++++ DATA ROWS
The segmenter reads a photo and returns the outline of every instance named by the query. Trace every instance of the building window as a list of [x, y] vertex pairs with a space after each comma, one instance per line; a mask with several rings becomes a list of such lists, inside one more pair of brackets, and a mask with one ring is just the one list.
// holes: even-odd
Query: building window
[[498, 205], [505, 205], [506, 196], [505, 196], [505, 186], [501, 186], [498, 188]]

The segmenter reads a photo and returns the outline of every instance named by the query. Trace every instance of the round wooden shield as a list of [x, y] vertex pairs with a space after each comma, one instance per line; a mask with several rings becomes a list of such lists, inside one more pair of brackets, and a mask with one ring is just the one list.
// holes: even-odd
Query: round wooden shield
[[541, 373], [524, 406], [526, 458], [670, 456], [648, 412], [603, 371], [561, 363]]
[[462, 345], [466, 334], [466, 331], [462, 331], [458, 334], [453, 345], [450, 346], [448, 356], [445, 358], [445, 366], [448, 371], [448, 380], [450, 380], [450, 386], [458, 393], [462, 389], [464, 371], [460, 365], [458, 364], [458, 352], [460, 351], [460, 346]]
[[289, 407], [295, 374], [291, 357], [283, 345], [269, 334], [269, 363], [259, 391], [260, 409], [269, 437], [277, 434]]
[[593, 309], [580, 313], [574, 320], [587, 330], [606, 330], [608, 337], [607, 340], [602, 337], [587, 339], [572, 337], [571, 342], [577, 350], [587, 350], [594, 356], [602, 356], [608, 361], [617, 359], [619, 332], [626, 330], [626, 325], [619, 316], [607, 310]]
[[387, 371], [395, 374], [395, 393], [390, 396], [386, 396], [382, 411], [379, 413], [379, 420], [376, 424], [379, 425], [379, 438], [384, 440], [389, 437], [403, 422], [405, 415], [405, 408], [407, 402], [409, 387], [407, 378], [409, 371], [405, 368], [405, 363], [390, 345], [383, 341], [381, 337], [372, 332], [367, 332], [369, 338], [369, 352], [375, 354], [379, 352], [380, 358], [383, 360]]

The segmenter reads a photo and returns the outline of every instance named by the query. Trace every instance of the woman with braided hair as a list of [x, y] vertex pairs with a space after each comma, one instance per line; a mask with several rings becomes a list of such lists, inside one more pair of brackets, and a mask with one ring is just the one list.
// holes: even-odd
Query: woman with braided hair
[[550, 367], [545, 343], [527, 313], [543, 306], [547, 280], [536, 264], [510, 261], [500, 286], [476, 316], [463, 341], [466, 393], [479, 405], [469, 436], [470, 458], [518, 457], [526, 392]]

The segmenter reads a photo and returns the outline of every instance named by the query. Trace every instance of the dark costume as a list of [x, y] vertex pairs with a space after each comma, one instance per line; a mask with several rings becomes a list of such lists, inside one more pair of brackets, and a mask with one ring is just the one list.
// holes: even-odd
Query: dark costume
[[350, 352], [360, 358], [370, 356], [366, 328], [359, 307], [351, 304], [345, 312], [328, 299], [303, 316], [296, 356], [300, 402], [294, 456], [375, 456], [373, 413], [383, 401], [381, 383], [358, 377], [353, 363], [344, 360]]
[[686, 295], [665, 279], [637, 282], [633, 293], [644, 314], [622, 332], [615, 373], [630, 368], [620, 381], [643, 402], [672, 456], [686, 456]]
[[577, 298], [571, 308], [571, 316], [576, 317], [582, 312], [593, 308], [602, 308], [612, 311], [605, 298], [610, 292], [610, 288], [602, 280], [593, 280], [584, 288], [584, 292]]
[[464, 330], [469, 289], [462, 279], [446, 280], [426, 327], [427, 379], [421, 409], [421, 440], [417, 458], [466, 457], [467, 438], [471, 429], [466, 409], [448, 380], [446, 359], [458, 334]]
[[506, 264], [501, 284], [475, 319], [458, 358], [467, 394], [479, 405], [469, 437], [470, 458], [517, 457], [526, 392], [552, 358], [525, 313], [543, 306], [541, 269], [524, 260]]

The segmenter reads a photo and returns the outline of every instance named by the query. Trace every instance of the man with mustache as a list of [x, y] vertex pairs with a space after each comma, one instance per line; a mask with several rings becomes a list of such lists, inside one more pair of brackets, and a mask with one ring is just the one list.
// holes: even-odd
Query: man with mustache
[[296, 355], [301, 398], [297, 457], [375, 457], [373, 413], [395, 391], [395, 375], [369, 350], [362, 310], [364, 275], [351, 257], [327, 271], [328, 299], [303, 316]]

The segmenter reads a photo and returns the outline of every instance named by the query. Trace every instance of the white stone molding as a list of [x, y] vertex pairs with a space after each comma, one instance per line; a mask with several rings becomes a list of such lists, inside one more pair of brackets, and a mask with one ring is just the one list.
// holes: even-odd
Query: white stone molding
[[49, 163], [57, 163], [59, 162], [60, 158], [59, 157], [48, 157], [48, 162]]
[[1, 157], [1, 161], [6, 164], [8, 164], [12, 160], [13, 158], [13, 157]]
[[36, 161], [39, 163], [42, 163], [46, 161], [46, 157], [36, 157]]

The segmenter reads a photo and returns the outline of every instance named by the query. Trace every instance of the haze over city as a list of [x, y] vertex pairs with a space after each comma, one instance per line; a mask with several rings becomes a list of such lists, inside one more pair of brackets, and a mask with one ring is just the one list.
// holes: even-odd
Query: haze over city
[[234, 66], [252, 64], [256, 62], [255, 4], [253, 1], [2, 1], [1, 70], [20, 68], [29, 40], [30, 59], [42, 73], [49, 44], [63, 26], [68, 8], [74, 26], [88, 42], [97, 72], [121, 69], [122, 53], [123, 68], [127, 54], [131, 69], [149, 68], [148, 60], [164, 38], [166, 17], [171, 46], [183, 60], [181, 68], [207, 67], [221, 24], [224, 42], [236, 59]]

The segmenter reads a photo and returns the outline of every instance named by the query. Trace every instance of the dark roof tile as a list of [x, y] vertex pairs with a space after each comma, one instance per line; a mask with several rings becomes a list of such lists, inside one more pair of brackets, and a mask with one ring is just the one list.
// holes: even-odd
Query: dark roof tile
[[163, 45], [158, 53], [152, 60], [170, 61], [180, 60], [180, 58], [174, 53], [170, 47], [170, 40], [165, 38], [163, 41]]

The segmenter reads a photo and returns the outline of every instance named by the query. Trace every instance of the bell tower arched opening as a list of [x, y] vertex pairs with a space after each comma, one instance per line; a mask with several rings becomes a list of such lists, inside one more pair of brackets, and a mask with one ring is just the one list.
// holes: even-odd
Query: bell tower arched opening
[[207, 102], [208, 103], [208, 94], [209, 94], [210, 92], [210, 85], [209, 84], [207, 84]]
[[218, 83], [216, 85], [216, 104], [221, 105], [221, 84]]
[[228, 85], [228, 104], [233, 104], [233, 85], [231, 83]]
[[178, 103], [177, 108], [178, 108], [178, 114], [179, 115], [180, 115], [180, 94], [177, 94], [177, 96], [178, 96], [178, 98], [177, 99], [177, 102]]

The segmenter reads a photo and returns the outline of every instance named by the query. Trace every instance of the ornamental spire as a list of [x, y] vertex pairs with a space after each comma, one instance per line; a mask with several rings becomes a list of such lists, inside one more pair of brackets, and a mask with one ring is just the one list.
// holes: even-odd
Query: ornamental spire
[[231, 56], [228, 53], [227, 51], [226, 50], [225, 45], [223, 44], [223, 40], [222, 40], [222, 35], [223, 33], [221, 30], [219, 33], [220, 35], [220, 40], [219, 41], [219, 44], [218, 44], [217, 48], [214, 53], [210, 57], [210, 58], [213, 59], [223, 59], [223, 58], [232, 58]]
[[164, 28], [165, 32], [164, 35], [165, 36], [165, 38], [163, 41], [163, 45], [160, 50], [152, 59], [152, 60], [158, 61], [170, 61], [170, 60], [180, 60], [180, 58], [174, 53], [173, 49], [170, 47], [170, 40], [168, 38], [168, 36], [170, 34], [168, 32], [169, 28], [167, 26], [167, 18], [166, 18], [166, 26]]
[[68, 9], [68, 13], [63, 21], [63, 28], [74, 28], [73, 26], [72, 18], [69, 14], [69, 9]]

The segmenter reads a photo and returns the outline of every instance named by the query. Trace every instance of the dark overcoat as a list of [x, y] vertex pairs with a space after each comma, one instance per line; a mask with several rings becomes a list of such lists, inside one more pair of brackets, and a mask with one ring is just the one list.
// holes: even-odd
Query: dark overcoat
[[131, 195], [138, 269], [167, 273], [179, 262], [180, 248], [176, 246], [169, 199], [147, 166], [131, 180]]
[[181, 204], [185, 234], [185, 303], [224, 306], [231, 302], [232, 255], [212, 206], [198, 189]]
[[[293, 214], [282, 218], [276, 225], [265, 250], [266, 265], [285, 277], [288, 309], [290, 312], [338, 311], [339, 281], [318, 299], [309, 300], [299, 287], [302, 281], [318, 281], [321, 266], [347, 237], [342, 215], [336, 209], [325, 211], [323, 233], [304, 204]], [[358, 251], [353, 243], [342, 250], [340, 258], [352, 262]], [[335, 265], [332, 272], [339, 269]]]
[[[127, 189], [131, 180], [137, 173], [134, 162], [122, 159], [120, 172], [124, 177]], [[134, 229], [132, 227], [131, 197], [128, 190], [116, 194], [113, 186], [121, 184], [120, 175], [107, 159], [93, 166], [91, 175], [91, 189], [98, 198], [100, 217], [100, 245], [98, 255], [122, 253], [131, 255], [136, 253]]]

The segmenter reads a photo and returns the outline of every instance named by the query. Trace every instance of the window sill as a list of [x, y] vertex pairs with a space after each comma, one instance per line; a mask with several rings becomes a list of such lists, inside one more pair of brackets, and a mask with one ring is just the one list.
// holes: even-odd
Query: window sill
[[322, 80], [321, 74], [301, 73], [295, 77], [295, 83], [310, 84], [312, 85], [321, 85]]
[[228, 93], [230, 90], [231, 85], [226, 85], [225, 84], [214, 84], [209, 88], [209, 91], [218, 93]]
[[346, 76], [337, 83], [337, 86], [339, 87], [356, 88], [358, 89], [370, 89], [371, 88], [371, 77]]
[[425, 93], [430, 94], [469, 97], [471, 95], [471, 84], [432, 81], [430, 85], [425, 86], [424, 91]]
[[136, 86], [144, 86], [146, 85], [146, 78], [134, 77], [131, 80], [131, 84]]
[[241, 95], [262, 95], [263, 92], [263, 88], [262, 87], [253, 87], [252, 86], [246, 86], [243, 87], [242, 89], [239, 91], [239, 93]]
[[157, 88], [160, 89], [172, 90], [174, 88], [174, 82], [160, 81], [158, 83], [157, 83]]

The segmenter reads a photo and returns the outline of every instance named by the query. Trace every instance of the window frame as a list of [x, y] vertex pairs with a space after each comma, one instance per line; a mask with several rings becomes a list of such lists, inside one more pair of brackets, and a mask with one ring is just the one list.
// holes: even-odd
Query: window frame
++++++++
*WHAT THE TASK REQUIRES*
Please copy out the lines of the records above verbatim, starting at the line that contains "the dark overcoat" and ending at the line that contains "272], [339, 269]]]", with both of those lines included.

*SOLVED EXERCISE*
The segmenter reads a photo and returns the outline of every instance named by the query. Trace every instance of the dark overcoat as a list of [x, y] vertex pairs with a space after each comma, one instance per line; a mask with several rings becomes a list of such lists, inside one more pair of brackets, and a mask with one ring is just the one list.
// holes: even-odd
Query: dark overcoat
[[131, 195], [138, 269], [167, 273], [179, 262], [180, 248], [176, 246], [169, 199], [147, 166], [131, 180]]
[[181, 204], [185, 234], [185, 303], [224, 306], [231, 302], [232, 255], [212, 206], [198, 189]]
[[[293, 214], [282, 218], [276, 225], [265, 250], [266, 265], [285, 277], [288, 309], [290, 312], [338, 311], [339, 281], [318, 299], [309, 300], [299, 287], [302, 281], [318, 281], [321, 266], [347, 237], [342, 215], [336, 209], [325, 211], [323, 233], [304, 204]], [[358, 251], [353, 243], [342, 250], [340, 258], [352, 262]], [[335, 265], [332, 272], [339, 269]]]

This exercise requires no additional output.